§ Stated problem 1:
Reproduce the passage of the film review between "Then, the movie" and "for Hess’ character.", inclusive.

# Start of Text excerpt

Taglines: “Delivers Shocks To The Maximum … Pushes The Limits Of Acceptability”

“David Hess … star of “Last House on the Left” is loose again … DON’T GO IN THE PARK!”

STORY

Two rich kids have problems with their car and go to a nearby mechanic, the two guys there coincidentally about to go out on the town. They agree to fix the car and the couple gratefully invite them along to a small private party in progress back at their place. Unfortunately, one of the mechanics is a psychotic rapist and killer who plans to use the guests for his own amusement.

OPINION

The House On The Edge Of The Park is a difficult movie in many ways. One of a number of movies to be made off the back of the success of Wes Craven’s The Last House On The Left, Deodato’s movie is much more accomplished and brutal, yet equally much more flawed. Fresh from the notorious Cannibal Holocaust and free from the traditional restraints of Hollywood movies, Deodato manages to sidestep the flaws of Craven’s movie (such as the ill-advised attempts at comedy and the sudden lurches in tone every few minutes), but manages to make many of his own.

The movie starts intriguingly enough. We see Hess driving around, until he spots a woman he likes the look of. Unresponsive to his advances, he runs her off a deserted road and rapes her, killing her in the process. Meanwhile, the background music is a strange lullaby-esque ballad. The dissonance between these two elements is strangely effective, and helped by the relatively retrained cutting – we get glimpses of what’s happening rather than the traditionally leering Italian camera-work.

Then, the movie goes quickly downhill for ten minutes or so. The dialogue is both badly dubbed and full of atrociously attempted disco-era slang (presumably what the Italian crew thought that “hip” Americans sounded like, this being filmed in New York). Hess dons a hideous disco suit, while Morghan goes along. It’s effective in introducing the dynamics between these two villains – Morghan is a soft-hearted foil who tends to go along with whatever Hess goads him into – but it’s rough going. Eventually, our other leads turn up and unconvincingly talk the pair into helping them and coming to the party. There, we meet other guests including some sexily dressed women (including a sassy bald black chick) and it’s clear that most of them are there to act either as bait or fodder for Hess’ character.

# End of Text excerpt
# Start of Records to use

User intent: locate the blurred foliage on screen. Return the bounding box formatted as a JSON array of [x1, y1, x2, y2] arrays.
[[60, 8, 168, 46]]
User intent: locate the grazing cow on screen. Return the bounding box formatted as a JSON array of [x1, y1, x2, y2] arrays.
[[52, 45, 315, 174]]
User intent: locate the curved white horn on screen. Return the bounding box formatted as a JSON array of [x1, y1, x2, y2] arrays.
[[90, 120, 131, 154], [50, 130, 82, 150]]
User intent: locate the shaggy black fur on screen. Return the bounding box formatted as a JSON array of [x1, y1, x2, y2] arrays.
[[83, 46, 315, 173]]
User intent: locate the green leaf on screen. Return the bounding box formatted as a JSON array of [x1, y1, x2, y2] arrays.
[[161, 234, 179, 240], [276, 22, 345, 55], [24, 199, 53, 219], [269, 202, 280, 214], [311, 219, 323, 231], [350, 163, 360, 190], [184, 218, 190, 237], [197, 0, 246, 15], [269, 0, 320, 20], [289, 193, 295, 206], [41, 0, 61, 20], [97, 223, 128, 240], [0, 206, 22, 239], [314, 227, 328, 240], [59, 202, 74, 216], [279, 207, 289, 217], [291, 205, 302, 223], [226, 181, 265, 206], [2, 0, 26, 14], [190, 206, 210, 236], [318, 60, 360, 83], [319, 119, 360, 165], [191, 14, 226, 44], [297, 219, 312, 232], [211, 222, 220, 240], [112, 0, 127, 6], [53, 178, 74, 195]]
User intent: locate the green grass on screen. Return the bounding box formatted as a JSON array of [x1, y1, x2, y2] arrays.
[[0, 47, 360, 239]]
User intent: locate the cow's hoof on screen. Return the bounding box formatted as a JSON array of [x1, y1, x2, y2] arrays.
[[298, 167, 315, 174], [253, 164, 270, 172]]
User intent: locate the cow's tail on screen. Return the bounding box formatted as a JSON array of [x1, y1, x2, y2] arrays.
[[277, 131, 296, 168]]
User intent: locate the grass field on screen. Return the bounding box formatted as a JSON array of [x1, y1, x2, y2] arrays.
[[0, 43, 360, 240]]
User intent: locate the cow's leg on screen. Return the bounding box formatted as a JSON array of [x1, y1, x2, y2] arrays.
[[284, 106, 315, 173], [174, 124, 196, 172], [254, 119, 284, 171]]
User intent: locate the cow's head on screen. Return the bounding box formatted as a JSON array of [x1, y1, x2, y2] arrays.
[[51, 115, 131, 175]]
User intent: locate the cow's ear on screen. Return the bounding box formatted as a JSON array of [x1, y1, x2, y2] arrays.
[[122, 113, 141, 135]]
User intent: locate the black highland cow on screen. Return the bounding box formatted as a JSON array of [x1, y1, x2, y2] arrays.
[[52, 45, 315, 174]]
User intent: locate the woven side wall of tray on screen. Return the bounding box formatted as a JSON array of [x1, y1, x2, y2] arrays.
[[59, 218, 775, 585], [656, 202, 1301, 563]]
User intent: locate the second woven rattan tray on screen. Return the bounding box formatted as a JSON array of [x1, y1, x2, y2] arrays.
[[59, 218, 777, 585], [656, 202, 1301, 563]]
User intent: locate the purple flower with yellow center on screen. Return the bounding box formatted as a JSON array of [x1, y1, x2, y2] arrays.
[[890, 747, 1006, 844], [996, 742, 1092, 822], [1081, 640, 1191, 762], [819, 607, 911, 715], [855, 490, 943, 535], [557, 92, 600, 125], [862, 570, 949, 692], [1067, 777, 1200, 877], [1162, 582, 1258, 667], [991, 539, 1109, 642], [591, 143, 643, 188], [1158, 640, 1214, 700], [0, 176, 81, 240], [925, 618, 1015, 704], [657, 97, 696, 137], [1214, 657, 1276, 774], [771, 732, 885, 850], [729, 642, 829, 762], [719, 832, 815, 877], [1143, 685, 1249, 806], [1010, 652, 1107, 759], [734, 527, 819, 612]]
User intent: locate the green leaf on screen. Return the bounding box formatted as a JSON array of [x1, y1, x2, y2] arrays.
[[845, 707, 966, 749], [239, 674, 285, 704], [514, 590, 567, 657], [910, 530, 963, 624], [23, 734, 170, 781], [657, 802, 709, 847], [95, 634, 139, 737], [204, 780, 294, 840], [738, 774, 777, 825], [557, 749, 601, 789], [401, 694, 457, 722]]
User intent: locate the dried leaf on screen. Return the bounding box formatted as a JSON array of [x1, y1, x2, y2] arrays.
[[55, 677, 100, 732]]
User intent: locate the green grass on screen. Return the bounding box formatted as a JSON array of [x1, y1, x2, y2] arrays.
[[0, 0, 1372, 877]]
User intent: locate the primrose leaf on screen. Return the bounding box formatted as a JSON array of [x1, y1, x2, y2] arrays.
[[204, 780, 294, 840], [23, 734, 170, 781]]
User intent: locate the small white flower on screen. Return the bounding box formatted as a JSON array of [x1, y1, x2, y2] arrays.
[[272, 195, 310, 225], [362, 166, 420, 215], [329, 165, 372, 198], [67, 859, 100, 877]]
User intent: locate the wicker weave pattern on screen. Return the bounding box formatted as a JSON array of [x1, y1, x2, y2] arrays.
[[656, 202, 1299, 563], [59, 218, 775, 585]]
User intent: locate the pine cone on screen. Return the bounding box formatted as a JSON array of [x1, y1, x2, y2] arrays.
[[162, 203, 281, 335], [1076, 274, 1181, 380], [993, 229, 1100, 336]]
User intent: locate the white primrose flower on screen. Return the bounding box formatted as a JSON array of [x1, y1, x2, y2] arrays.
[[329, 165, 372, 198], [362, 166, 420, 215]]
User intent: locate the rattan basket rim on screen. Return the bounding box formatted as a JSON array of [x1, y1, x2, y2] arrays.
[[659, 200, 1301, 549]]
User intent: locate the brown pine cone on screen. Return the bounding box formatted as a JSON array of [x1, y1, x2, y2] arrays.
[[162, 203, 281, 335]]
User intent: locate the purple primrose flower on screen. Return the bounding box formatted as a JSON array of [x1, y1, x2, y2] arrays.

# End of Records to use

§ Stated problem 2:
Rewrite the entries between the lines holding "User intent: locate the second" and "[[59, 218, 777, 585], [656, 202, 1301, 563]]", inclusive. Keep each request line, and increase every bounding-box coordinate in the answers by 83.

§ Worked solution 1:
Then, the movie goes quickly downhill for ten minutes or so. The dialogue is both badly dubbed and full of atrociously attempted disco-era slang (presumably what the Italian crew thought that “hip” Americans sounded like, this being filmed in New York). Hess dons a hideous disco suit, while Morghan goes along. It’s effective in introducing the dynamics between these two villains – Morghan is a soft-hearted foil who tends to go along with whatever Hess goads him into – but it’s rough going. Eventually, our other leads turn up and unconvincingly talk the pair into helping them and coming to the party. There, we meet other guests including some sexily dressed women (including a sassy bald black chick) and it’s clear that most of them are there to act either as bait or fodder for Hess’ character.

§ Worked solution 2:
User intent: locate the second woven rattan tray on screen. Return the bounding box formatted as a JSON array of [x1, y1, x2, y2] arrays.
[[142, 301, 860, 668], [739, 285, 1384, 646]]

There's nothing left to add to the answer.